»»
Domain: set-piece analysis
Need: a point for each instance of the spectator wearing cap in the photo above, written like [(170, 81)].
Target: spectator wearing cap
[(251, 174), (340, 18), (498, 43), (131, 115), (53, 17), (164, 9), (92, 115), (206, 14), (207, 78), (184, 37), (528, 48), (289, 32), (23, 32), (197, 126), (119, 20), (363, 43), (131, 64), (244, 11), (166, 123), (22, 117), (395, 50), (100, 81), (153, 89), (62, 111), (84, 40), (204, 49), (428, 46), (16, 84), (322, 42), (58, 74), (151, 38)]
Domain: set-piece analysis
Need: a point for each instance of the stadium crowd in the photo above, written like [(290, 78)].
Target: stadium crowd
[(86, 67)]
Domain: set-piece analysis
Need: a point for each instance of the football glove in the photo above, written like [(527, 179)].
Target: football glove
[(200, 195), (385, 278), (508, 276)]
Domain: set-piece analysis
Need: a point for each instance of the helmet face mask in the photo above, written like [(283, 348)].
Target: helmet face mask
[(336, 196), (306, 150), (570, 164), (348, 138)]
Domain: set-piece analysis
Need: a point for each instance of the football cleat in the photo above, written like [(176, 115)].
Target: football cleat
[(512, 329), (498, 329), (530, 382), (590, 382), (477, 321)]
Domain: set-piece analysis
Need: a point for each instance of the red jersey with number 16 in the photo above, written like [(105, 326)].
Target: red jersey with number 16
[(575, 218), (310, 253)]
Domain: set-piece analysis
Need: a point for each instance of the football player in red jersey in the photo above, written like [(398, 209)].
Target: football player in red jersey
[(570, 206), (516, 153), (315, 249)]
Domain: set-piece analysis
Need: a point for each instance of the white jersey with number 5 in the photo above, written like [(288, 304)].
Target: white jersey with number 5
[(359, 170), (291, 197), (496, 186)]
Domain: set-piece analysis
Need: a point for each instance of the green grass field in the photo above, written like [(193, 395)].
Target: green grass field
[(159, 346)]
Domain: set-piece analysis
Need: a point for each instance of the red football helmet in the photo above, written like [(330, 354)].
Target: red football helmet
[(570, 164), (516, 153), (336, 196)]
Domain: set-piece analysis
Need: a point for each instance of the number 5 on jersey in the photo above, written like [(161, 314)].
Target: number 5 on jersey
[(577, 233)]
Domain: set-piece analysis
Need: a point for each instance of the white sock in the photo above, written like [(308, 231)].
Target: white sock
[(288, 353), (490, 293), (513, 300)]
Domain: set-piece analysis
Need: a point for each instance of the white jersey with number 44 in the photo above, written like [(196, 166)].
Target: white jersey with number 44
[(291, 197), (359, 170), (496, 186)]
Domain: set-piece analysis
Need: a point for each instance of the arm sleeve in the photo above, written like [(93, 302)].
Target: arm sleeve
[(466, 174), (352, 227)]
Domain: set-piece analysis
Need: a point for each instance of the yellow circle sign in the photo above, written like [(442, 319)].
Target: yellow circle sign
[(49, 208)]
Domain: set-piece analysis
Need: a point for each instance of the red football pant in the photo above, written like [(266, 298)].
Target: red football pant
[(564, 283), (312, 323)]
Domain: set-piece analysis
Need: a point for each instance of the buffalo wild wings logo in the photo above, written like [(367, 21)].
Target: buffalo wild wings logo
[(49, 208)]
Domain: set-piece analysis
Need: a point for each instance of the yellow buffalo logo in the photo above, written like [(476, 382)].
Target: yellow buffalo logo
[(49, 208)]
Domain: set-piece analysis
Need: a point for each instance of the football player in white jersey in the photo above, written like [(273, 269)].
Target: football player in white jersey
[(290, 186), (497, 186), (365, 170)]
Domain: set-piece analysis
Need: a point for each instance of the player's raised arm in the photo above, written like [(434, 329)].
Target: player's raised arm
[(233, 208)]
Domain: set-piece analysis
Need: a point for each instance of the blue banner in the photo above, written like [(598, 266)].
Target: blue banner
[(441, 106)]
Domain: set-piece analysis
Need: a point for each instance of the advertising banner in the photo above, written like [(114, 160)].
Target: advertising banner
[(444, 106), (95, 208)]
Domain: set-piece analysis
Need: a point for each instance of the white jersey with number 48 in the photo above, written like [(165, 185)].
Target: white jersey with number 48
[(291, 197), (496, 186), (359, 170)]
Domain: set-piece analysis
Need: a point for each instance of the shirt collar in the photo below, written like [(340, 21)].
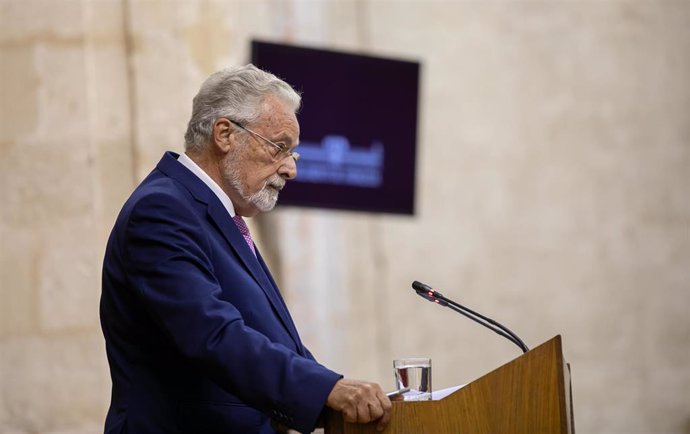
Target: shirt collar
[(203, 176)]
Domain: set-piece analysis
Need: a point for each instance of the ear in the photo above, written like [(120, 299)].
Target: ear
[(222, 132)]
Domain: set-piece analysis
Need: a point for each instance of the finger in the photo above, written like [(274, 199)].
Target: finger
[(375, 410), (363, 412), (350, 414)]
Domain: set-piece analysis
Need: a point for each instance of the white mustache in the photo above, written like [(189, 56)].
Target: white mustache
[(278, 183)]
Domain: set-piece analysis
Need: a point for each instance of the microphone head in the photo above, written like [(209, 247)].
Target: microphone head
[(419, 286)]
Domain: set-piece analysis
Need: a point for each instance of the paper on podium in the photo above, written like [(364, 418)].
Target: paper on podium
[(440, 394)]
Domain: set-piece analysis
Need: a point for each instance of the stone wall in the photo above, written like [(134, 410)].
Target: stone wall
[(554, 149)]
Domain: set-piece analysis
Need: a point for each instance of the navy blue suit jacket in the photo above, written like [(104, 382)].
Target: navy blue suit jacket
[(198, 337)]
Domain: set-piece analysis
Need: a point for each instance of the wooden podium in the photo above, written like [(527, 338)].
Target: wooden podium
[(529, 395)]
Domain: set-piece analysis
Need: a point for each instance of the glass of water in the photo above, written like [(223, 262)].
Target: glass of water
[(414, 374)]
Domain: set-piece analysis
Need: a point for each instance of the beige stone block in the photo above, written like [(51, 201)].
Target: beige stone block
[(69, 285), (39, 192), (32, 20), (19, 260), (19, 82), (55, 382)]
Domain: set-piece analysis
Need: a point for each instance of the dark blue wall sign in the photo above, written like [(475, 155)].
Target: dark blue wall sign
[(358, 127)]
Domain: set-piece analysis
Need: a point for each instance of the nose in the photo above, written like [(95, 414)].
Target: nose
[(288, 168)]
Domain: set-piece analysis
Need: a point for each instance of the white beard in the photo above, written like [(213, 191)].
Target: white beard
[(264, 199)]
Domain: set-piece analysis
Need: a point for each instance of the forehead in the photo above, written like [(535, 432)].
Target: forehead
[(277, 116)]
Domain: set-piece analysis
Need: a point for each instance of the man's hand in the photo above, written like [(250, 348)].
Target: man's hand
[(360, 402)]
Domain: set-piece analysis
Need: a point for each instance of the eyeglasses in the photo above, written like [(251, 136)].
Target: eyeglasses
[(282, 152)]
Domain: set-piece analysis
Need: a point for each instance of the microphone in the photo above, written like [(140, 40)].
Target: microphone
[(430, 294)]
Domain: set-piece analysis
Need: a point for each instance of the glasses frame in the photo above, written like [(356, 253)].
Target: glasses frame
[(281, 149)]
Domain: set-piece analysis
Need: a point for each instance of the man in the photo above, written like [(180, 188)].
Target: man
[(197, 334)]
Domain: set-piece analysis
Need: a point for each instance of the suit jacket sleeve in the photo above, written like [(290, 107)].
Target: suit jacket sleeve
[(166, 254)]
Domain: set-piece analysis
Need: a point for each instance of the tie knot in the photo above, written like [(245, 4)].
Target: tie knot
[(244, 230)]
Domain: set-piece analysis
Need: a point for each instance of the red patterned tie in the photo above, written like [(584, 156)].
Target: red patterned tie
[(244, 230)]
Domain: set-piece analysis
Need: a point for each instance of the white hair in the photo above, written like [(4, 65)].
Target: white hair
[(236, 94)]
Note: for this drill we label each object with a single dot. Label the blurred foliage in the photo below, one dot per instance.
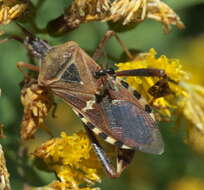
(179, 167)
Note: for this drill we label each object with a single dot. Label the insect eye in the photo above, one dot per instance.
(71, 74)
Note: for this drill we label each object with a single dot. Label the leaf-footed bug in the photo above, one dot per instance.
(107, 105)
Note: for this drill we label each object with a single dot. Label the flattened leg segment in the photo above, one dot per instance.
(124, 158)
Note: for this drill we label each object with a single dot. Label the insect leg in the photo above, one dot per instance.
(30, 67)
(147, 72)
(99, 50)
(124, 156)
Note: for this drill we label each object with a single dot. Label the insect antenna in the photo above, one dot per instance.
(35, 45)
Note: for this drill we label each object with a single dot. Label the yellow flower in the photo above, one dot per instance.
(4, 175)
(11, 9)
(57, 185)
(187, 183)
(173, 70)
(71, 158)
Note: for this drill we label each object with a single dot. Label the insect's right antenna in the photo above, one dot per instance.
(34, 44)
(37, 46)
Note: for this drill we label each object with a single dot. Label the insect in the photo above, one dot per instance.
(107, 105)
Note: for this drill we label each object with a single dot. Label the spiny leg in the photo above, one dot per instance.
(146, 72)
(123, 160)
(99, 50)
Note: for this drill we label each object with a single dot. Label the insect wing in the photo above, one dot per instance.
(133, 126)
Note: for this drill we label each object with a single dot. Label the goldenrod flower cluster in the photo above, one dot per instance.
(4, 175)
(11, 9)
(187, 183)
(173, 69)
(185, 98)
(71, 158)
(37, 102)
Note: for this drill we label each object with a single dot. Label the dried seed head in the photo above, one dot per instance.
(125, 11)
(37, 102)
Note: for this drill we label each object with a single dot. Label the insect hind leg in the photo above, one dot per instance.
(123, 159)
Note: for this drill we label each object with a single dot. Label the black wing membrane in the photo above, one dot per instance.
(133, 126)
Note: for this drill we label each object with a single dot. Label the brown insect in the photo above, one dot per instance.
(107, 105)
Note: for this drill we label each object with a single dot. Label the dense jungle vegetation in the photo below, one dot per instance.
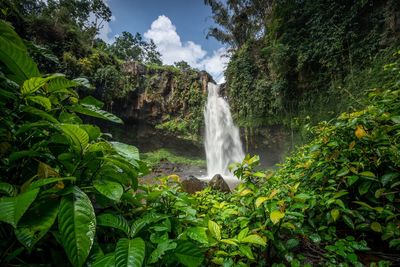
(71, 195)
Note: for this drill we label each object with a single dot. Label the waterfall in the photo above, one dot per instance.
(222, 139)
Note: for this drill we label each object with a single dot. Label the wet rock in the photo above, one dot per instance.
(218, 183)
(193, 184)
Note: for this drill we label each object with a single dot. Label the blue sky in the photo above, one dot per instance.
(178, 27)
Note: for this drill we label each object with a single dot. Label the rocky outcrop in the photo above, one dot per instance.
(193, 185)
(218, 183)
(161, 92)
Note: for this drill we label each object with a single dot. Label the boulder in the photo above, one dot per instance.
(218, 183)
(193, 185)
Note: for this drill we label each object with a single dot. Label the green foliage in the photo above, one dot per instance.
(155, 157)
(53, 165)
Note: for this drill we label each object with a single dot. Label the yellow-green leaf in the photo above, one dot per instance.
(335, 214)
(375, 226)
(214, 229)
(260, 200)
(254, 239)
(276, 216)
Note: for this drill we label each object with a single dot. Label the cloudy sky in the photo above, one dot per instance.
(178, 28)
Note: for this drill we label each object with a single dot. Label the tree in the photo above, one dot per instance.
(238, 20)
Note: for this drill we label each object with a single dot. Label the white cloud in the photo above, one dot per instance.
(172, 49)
««
»»
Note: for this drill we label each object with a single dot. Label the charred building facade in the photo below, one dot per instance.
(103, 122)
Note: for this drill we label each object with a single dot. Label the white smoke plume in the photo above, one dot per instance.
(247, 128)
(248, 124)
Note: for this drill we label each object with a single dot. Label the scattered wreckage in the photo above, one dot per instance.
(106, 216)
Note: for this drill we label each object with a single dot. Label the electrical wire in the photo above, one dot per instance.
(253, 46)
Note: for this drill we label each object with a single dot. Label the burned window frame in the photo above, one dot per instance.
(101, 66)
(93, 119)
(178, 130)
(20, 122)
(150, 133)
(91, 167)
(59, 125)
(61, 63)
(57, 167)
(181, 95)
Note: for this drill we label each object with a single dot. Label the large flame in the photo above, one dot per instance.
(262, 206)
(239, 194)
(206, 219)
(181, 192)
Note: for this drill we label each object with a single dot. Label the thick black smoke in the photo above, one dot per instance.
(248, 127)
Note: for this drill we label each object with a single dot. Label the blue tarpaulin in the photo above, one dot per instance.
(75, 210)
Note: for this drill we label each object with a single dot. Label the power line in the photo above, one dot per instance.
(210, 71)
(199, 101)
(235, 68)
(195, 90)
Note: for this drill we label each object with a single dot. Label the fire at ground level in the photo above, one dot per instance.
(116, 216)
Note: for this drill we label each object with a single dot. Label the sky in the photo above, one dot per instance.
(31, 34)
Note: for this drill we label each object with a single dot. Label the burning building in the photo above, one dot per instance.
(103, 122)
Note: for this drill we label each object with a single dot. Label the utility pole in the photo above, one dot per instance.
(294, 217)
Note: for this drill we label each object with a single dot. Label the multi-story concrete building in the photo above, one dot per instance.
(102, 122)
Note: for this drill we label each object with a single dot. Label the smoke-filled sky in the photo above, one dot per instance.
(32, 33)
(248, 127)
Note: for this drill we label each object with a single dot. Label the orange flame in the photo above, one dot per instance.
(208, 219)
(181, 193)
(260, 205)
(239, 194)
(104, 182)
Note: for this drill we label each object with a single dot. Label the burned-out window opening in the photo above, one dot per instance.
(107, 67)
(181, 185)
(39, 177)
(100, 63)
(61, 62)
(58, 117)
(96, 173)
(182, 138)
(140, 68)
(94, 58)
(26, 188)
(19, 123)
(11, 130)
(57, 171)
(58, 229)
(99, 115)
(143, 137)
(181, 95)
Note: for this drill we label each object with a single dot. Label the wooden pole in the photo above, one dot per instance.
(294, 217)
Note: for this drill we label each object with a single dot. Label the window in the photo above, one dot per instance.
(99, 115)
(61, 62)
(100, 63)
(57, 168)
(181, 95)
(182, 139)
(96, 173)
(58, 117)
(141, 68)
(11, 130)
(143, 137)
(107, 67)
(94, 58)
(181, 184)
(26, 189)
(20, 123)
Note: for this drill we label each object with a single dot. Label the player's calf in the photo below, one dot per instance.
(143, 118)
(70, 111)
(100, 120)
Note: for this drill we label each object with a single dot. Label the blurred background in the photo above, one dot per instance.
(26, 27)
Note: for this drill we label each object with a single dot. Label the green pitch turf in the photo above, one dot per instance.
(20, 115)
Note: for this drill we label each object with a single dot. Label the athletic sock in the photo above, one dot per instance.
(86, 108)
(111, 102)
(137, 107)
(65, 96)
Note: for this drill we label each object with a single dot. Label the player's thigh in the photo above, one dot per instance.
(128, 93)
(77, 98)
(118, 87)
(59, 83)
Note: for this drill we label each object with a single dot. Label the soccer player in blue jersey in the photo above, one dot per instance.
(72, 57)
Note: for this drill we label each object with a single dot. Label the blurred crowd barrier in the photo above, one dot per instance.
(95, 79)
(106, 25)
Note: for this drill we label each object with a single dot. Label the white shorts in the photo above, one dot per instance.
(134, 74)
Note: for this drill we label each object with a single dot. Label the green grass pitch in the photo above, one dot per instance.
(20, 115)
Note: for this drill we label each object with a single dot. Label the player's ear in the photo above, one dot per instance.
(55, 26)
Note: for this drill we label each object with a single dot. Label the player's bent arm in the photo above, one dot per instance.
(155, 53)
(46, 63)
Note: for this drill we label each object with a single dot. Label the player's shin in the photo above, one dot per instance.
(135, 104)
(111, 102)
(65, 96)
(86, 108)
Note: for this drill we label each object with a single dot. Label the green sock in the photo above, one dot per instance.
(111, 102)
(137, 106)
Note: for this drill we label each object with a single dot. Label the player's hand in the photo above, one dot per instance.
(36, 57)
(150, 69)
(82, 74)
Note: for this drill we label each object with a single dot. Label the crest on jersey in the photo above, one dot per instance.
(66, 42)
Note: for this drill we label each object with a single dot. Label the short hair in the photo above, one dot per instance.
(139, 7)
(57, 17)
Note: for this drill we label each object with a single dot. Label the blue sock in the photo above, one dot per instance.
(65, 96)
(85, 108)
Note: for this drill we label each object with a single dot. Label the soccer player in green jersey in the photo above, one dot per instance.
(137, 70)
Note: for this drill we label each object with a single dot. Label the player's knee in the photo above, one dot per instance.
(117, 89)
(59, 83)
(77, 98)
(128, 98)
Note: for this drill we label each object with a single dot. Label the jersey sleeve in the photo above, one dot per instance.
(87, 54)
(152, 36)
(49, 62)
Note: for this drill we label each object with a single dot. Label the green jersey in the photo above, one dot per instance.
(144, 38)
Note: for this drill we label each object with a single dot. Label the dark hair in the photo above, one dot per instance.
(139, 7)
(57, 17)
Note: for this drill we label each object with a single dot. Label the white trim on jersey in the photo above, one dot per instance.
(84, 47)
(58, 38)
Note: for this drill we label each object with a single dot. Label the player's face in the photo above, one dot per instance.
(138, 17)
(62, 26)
««
● **About this task**: Restate word for word only the lines above from the line containing "Need: a point for each instance of the nose" to the line containing "Need: a point for each instance of the white beard", both of them included.

● **Answer space**:
Need: a point for each instance of the nose in the photo above, written like [(95, 414)].
Target: nose
[(288, 168)]
Domain: set-piece analysis
Need: a point for each instance of the white beard in the photo above, written like [(213, 191)].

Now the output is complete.